::: Data shown :::

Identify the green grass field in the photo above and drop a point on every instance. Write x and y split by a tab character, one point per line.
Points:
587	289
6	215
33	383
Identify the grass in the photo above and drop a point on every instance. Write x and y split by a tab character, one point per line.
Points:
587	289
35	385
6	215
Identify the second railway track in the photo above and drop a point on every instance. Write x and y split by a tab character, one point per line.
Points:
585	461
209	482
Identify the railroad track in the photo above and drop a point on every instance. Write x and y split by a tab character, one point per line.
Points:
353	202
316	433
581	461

:::
::: Data shown :::

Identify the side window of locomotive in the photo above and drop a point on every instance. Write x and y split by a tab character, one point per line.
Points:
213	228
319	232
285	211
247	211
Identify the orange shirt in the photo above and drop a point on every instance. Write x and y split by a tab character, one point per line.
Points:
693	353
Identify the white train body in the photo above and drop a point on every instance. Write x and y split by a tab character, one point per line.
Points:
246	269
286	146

:::

▶ _Goal_:
Pull out every line of the records above that contains the word "grass".

▶ _Solution to the problem_:
Identify the green grass field in the photo above and drop a point on every instance. Write x and y split by a tab character, one point per line.
Identify the grass in the photo above and drop a point on every instance. Write x and y split by a tab character, one point per line.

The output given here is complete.